▸ WHAT THE EXERCISE ASKS:
Output, word for word, every line from the line with "Target: metal railing" through the final line of the data below.

▸ DATA FOR ANALYSIS:
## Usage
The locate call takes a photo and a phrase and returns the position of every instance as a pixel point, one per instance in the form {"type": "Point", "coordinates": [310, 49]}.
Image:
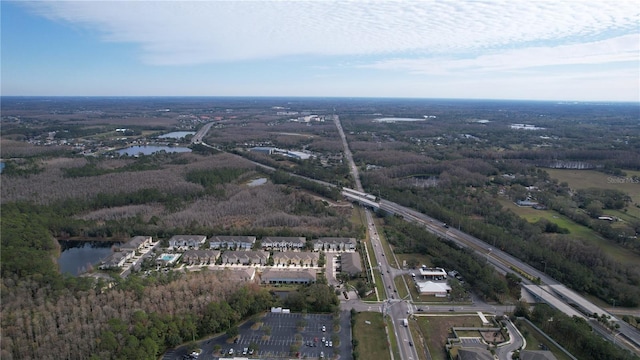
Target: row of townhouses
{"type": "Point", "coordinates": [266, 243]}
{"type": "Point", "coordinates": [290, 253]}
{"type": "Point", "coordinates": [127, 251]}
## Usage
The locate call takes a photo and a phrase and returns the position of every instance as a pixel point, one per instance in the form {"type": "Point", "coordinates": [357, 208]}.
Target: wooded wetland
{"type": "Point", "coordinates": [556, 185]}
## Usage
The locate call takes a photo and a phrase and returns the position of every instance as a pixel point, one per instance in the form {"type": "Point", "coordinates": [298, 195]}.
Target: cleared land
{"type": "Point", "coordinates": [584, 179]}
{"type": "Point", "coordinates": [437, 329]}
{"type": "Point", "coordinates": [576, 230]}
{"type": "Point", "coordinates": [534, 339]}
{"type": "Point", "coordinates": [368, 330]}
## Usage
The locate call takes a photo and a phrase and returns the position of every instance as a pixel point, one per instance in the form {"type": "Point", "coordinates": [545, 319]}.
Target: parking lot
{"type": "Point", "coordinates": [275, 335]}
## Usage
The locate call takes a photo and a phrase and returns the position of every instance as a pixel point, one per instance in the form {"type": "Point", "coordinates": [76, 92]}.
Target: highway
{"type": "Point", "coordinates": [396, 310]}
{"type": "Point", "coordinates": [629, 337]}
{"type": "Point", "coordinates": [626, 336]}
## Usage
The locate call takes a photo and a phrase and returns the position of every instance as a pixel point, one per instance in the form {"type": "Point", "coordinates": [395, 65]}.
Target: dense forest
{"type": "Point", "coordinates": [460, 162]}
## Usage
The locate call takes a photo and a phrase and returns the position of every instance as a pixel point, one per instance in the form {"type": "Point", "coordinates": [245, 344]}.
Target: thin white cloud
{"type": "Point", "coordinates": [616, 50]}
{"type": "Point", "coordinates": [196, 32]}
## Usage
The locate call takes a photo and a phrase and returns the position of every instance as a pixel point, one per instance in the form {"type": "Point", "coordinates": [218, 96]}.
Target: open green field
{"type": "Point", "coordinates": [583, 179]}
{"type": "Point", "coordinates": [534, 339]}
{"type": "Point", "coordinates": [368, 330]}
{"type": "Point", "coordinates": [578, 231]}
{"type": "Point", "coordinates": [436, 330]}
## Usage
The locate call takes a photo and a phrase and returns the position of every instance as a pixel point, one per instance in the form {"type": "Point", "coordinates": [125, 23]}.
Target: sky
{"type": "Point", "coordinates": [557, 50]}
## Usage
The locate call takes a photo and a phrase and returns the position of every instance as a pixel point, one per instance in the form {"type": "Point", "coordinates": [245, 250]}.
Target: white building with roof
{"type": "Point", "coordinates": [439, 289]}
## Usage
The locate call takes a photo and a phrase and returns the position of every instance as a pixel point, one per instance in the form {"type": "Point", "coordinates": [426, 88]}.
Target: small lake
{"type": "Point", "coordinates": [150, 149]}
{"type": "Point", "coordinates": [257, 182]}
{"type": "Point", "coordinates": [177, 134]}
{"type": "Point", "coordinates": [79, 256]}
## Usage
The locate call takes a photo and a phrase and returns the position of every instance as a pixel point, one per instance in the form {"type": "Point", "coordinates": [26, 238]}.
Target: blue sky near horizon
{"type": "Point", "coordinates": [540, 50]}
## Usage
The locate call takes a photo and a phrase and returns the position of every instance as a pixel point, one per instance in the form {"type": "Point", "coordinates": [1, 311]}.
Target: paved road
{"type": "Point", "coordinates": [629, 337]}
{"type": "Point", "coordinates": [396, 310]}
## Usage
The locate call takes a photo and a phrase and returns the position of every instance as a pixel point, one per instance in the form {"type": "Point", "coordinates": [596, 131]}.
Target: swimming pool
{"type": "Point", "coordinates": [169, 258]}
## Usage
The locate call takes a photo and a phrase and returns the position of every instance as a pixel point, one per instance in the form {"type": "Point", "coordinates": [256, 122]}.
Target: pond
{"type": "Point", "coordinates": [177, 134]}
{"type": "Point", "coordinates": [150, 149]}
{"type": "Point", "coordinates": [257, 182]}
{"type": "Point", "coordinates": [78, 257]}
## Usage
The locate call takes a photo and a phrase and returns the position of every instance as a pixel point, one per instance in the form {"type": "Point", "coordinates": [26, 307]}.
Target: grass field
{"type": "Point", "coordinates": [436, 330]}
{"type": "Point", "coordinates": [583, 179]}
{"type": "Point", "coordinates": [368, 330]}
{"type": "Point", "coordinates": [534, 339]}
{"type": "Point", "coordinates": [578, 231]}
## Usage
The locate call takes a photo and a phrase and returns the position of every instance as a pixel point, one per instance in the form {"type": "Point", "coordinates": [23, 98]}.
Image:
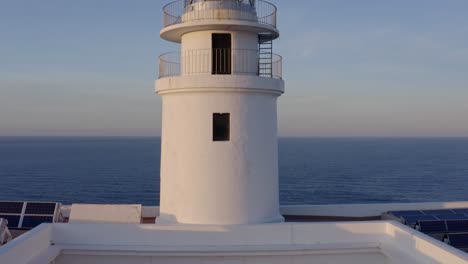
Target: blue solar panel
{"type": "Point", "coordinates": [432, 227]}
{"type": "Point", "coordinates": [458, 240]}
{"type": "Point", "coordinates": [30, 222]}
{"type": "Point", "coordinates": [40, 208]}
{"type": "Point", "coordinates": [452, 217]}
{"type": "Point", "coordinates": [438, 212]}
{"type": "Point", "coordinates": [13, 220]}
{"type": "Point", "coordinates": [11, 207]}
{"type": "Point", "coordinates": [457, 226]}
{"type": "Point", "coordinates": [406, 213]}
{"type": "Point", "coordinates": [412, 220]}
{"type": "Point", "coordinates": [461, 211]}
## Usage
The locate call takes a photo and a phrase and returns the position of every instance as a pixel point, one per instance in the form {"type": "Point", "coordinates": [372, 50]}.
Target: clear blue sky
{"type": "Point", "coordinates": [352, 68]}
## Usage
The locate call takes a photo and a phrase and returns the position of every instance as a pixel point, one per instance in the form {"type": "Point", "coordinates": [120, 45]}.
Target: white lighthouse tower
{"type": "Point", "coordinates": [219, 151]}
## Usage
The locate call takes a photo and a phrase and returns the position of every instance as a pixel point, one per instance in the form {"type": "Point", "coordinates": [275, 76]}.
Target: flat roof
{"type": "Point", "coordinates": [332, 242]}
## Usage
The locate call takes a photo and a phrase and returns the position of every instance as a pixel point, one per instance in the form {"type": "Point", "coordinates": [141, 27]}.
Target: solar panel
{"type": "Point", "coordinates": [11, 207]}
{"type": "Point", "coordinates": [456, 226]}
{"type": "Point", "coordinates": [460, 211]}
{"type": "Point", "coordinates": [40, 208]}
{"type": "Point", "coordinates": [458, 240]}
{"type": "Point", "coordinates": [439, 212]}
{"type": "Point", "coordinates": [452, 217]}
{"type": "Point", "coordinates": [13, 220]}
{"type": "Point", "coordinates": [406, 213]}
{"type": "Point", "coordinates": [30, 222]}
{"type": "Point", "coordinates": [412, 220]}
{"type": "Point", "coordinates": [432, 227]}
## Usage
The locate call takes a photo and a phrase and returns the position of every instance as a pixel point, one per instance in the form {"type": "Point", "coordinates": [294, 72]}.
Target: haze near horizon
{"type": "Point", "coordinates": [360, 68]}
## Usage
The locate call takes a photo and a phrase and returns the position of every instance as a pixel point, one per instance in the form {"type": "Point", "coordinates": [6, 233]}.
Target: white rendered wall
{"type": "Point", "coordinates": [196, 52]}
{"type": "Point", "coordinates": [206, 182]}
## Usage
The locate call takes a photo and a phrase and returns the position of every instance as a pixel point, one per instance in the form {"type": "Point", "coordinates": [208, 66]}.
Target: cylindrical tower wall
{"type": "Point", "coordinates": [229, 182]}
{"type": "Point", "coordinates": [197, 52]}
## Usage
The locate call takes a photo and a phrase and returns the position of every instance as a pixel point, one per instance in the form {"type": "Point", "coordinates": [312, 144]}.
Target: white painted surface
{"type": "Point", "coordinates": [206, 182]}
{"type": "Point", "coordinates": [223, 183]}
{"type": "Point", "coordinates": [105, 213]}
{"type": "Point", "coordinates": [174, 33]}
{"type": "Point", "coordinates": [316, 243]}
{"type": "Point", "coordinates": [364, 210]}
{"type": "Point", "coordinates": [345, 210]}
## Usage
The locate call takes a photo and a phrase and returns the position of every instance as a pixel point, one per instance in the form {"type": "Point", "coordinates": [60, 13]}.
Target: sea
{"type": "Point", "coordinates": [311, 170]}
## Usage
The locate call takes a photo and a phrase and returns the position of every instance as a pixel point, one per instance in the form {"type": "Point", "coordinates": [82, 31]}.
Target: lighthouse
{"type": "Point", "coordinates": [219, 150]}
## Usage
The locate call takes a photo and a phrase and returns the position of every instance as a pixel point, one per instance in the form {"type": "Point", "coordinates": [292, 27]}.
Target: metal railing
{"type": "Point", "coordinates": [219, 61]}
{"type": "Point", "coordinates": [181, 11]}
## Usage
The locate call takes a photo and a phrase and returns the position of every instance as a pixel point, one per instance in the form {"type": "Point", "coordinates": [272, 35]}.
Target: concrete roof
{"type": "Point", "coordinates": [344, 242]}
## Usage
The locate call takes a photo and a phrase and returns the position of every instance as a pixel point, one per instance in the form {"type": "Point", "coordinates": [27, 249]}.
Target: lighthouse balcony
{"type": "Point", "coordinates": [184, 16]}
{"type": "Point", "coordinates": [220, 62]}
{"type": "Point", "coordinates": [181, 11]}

▸ YOUR RESPONSE:
Target: metal railing
{"type": "Point", "coordinates": [219, 61]}
{"type": "Point", "coordinates": [181, 11]}
## Usage
The locate call takes a photo and a phrase and returns the position of every instance as a pixel point, one per instance in the form {"type": "Point", "coordinates": [272, 35]}.
Target: concrete roof
{"type": "Point", "coordinates": [344, 242]}
## Usage
The locate call takes a photo and a phrase and returns the position of every instance as a pixel point, one per instance in the form {"type": "Point", "coordinates": [27, 249]}.
Target: lighthouse balcony
{"type": "Point", "coordinates": [184, 16]}
{"type": "Point", "coordinates": [220, 62]}
{"type": "Point", "coordinates": [181, 11]}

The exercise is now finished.